**** DATA FOR THE TASK
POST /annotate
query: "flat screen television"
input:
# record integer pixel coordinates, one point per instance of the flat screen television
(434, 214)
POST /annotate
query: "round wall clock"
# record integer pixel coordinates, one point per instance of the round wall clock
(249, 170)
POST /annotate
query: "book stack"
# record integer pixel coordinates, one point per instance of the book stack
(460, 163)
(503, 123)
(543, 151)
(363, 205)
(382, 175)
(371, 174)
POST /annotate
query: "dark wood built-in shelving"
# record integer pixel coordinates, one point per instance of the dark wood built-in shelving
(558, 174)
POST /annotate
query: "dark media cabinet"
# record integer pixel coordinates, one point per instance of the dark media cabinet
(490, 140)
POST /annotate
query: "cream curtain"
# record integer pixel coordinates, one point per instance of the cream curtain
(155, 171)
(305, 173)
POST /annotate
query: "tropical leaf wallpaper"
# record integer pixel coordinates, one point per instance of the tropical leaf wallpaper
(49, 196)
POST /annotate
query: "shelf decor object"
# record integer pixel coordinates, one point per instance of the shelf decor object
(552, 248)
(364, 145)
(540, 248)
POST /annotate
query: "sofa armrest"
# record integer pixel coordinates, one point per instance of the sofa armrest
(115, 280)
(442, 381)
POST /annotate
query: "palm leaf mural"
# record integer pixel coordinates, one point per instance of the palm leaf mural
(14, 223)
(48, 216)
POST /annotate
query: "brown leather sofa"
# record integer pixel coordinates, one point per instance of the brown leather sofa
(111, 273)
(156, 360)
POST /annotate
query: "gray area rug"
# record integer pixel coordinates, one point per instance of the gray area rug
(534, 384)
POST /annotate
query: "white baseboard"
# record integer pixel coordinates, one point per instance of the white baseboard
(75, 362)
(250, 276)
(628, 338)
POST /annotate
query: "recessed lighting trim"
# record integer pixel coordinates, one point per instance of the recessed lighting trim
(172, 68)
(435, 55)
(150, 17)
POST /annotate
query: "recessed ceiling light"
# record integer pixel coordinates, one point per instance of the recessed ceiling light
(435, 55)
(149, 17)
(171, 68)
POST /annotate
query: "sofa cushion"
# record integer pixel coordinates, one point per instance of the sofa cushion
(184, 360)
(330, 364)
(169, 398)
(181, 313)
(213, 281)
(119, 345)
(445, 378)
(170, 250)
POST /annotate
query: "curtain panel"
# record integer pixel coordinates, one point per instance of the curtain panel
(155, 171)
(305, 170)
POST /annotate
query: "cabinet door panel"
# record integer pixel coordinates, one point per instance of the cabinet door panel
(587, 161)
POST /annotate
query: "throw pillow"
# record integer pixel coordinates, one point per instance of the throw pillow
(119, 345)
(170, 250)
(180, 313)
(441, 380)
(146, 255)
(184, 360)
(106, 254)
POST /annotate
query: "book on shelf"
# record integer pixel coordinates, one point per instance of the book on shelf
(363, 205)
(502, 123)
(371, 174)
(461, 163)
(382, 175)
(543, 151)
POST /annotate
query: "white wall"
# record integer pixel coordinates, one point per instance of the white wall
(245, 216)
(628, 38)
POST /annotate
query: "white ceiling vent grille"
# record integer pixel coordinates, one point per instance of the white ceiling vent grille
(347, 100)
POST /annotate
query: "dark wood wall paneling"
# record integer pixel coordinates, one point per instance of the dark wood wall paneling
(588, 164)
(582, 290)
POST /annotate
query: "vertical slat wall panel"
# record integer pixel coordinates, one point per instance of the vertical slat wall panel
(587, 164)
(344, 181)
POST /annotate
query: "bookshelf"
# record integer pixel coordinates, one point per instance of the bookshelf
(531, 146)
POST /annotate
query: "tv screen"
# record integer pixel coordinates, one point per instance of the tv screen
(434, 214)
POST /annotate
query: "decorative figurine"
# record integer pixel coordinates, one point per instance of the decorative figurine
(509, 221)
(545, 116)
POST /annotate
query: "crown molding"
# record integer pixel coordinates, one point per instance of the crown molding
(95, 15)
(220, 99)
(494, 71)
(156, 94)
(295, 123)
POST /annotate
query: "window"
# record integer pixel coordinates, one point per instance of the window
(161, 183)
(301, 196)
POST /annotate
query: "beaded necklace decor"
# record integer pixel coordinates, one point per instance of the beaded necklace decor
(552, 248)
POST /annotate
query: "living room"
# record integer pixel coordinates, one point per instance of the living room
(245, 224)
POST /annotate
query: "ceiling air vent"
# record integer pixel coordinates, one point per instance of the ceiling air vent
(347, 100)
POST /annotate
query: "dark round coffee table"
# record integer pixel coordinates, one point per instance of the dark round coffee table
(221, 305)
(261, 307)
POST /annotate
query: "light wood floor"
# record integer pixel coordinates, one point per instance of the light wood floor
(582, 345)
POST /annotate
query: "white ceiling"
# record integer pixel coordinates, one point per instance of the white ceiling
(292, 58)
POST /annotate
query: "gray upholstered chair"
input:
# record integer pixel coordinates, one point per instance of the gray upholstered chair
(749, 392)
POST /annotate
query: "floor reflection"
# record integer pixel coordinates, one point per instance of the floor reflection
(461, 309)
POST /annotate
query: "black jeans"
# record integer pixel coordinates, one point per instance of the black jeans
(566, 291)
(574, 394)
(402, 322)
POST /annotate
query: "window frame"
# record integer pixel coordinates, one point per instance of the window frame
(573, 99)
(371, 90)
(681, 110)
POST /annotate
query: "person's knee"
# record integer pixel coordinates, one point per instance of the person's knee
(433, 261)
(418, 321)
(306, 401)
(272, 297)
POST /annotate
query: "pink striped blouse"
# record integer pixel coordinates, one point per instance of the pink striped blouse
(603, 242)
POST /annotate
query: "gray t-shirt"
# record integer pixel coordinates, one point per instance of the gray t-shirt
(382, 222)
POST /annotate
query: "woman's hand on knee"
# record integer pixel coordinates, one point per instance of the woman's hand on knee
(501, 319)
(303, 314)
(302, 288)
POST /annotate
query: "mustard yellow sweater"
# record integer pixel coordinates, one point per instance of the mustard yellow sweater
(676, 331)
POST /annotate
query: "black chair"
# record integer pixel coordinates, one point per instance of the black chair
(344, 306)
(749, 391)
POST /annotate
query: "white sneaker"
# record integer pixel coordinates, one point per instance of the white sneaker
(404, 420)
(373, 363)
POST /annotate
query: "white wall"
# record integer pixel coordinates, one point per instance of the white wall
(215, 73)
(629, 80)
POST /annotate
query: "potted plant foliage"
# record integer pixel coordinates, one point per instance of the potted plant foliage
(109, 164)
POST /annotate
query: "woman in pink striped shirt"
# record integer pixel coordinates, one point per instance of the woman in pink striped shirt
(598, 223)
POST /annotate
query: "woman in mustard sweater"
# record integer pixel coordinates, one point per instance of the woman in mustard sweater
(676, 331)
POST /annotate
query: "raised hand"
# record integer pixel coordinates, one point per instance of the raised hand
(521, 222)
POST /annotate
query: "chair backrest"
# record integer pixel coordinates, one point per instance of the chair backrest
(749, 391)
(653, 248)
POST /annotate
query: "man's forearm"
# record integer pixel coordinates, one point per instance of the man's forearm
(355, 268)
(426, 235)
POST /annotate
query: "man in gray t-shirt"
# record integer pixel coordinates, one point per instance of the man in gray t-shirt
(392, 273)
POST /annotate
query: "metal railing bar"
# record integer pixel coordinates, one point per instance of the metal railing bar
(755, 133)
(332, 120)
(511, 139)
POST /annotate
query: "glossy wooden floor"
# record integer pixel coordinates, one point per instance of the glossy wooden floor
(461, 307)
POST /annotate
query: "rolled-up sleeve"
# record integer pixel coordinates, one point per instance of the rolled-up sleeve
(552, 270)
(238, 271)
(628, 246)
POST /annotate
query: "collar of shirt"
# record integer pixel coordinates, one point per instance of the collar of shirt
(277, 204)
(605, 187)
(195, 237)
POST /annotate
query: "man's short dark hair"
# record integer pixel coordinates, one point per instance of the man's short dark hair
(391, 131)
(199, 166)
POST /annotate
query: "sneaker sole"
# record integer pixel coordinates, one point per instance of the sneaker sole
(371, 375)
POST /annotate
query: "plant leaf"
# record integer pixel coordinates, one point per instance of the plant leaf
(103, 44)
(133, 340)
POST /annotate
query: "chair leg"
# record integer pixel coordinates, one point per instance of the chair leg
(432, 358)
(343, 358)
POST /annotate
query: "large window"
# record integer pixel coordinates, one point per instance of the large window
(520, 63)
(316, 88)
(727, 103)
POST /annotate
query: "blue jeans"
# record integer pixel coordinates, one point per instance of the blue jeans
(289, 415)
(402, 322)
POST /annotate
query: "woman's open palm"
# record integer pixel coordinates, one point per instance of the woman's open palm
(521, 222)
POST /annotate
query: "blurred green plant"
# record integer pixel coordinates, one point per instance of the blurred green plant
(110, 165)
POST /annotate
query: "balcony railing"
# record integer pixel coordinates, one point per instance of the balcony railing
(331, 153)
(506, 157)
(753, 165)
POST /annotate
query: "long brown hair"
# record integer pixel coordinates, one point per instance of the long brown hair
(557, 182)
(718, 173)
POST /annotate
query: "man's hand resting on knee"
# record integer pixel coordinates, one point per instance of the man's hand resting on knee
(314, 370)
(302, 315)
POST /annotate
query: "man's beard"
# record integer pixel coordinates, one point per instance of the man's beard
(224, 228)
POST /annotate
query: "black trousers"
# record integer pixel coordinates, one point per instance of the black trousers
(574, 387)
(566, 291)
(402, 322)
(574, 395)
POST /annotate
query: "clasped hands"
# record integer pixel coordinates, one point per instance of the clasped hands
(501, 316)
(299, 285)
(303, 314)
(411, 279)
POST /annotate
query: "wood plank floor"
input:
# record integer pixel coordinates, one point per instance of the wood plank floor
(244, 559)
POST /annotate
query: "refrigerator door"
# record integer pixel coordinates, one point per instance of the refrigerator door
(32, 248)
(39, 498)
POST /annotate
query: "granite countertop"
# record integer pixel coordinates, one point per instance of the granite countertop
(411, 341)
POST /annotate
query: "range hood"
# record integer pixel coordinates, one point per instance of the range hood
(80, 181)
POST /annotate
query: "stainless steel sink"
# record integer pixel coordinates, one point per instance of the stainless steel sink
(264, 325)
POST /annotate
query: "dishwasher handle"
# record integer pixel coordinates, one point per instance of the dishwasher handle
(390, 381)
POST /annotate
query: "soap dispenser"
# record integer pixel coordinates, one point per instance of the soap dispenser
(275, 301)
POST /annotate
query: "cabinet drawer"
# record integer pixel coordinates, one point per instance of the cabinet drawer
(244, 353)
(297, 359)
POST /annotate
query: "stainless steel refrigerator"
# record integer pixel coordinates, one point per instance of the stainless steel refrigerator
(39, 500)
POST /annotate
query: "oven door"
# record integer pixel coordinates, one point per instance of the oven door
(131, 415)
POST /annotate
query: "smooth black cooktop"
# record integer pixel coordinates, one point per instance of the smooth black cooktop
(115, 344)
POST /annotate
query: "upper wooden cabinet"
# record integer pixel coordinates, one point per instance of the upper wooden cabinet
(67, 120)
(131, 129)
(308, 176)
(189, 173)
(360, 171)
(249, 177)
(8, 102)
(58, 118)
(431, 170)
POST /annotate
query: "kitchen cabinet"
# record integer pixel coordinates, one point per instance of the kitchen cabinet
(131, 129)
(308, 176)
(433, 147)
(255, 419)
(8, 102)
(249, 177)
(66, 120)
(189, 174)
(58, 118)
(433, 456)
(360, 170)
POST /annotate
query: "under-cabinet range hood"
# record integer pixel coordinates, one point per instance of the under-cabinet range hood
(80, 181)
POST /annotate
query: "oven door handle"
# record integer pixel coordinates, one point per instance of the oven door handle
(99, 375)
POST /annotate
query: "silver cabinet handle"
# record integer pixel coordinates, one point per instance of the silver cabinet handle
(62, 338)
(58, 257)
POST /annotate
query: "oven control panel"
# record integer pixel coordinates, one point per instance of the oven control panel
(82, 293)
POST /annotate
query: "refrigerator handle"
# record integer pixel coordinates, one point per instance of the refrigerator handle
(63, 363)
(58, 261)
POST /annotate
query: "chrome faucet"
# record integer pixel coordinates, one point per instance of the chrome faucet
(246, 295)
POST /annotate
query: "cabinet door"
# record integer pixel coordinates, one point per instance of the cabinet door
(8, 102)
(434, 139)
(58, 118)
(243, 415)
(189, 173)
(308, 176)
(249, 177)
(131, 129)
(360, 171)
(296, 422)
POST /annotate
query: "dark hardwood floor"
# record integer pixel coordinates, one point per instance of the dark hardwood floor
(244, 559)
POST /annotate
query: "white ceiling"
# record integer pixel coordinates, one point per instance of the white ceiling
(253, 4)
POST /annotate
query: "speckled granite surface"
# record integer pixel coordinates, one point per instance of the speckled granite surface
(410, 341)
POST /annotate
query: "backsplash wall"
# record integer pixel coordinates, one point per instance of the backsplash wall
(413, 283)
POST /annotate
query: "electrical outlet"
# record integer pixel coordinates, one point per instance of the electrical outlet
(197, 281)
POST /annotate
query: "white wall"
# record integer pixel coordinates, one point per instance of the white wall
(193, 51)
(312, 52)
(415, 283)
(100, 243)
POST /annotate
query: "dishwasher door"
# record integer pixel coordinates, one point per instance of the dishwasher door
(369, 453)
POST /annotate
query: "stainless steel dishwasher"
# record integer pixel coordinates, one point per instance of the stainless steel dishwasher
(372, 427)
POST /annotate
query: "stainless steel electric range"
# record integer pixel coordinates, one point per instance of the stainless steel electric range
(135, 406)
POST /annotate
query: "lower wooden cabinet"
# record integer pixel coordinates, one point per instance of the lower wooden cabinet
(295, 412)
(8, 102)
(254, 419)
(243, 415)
********
» TASK TO CARRY OUT: Filter the listing above and copy each line that contains the word "drawer", matching case exactly.

» EXERCISE SOLUTION:
query: "cabinet drawer"
# record integer pixel coordinates, one point per instance of the cabinet drawer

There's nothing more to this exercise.